╭──
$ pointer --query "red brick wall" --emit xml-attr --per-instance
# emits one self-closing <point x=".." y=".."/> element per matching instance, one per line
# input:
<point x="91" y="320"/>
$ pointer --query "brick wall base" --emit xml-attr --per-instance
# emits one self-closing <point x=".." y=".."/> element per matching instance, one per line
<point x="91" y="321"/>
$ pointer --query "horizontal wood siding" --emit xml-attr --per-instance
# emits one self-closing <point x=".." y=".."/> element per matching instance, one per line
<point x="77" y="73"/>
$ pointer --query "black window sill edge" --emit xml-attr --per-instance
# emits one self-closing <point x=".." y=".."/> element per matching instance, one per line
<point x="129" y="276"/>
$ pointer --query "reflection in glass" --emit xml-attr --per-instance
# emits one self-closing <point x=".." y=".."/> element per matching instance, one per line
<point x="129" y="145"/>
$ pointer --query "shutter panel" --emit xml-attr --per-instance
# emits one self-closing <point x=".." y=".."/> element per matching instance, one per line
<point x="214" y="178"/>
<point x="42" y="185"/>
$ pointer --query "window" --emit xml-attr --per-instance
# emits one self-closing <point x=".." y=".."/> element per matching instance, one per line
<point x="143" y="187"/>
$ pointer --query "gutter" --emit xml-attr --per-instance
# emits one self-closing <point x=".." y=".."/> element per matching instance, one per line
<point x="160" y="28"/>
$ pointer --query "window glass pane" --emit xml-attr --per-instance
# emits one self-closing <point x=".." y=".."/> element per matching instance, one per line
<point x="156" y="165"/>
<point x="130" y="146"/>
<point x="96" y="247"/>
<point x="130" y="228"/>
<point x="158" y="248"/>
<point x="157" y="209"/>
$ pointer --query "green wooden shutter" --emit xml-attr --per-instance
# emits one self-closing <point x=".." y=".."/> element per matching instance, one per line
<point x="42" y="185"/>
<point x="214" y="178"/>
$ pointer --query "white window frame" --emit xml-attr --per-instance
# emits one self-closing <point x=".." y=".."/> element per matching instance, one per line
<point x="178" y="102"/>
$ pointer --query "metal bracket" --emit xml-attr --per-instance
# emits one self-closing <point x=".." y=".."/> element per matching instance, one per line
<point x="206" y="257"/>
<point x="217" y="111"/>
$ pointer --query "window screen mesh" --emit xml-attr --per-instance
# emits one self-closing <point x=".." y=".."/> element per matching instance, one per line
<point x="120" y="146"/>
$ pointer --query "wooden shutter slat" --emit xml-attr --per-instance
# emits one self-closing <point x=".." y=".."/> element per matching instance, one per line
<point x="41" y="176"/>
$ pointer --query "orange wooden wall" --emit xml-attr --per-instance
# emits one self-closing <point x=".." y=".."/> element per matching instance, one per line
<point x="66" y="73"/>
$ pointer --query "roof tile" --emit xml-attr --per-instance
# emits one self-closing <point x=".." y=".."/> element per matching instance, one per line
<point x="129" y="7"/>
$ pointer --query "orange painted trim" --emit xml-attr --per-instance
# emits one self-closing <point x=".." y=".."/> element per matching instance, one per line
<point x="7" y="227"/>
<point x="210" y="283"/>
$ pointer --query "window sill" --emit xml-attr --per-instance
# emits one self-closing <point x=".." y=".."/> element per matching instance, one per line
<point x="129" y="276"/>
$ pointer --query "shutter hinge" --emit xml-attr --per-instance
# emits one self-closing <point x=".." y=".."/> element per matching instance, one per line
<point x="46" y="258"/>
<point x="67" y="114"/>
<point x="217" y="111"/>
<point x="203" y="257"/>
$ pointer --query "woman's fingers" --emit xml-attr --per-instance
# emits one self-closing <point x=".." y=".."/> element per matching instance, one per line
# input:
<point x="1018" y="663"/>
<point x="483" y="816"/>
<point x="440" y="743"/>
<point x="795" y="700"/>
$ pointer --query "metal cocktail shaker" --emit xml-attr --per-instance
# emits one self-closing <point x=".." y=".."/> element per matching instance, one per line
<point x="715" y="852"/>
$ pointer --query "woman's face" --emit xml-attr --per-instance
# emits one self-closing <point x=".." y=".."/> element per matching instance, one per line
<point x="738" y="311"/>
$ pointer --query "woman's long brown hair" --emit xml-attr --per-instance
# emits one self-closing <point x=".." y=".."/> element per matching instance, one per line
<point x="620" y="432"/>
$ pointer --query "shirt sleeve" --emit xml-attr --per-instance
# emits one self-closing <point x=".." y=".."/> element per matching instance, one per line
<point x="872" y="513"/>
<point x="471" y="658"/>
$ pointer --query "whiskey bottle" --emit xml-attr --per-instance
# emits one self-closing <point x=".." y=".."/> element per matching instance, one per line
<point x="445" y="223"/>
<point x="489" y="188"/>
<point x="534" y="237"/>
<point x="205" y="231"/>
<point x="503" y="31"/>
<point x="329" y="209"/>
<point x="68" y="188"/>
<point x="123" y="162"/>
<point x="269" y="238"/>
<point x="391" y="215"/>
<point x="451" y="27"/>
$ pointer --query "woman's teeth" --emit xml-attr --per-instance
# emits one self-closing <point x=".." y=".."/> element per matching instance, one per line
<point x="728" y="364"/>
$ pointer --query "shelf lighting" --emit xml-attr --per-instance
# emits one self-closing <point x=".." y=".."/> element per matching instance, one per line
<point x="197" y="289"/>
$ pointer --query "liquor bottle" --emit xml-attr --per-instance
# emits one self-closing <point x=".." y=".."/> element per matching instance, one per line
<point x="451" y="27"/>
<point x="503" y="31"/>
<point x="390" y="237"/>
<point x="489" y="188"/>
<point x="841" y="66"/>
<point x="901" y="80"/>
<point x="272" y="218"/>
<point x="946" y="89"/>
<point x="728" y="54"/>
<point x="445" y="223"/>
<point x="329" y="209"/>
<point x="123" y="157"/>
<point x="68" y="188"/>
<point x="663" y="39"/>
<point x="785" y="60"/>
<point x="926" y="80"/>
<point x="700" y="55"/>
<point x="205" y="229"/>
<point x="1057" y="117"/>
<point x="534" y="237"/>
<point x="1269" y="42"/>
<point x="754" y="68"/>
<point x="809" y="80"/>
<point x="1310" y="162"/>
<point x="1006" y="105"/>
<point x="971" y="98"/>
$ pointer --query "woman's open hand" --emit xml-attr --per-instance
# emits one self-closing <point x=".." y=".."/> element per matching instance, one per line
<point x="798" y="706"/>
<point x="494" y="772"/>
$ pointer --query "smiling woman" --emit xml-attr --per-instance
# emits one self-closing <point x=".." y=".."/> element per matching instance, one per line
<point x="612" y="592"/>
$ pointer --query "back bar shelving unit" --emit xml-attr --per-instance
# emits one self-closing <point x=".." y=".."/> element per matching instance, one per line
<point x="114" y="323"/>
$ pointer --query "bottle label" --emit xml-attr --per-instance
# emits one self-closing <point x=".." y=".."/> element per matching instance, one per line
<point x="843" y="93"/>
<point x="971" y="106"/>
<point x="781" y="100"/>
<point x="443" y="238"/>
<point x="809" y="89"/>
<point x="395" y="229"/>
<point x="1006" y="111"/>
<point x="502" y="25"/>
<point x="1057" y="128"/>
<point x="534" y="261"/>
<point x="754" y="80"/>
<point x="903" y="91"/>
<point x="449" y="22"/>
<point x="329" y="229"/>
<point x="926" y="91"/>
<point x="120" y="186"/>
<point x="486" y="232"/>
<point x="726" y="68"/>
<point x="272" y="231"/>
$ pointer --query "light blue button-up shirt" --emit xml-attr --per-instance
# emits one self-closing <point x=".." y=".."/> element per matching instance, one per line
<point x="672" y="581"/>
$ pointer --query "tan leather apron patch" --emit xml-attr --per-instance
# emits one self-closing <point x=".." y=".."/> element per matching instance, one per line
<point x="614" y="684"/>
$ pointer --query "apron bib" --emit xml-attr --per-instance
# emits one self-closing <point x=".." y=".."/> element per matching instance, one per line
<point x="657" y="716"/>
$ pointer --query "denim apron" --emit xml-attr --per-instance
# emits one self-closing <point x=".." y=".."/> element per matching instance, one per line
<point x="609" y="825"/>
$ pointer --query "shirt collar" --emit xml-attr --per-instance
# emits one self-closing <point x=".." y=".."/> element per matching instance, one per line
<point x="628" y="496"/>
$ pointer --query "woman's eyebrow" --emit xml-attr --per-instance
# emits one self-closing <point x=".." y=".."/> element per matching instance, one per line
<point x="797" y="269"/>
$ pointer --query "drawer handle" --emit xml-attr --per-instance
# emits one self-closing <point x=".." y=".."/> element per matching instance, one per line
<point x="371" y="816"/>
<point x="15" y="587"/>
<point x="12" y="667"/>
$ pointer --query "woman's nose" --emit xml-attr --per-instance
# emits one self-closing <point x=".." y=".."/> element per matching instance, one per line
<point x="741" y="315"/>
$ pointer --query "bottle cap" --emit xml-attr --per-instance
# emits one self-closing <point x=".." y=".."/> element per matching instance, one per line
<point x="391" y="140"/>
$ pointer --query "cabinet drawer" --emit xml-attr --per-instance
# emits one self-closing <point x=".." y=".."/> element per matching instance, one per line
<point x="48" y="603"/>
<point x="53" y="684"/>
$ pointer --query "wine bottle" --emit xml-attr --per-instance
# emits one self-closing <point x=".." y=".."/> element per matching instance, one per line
╰──
- **WHAT THE EXERCISE ASKS**: Pull out every line in the records above that contains the string "sill". The match is case-sensitive.

- **OUTPUT FOR THIS TASK**:
$ pointer --query "black window sill edge" --emit xml-attr --per-instance
$ pointer --query "window sill" --emit xml-attr --per-instance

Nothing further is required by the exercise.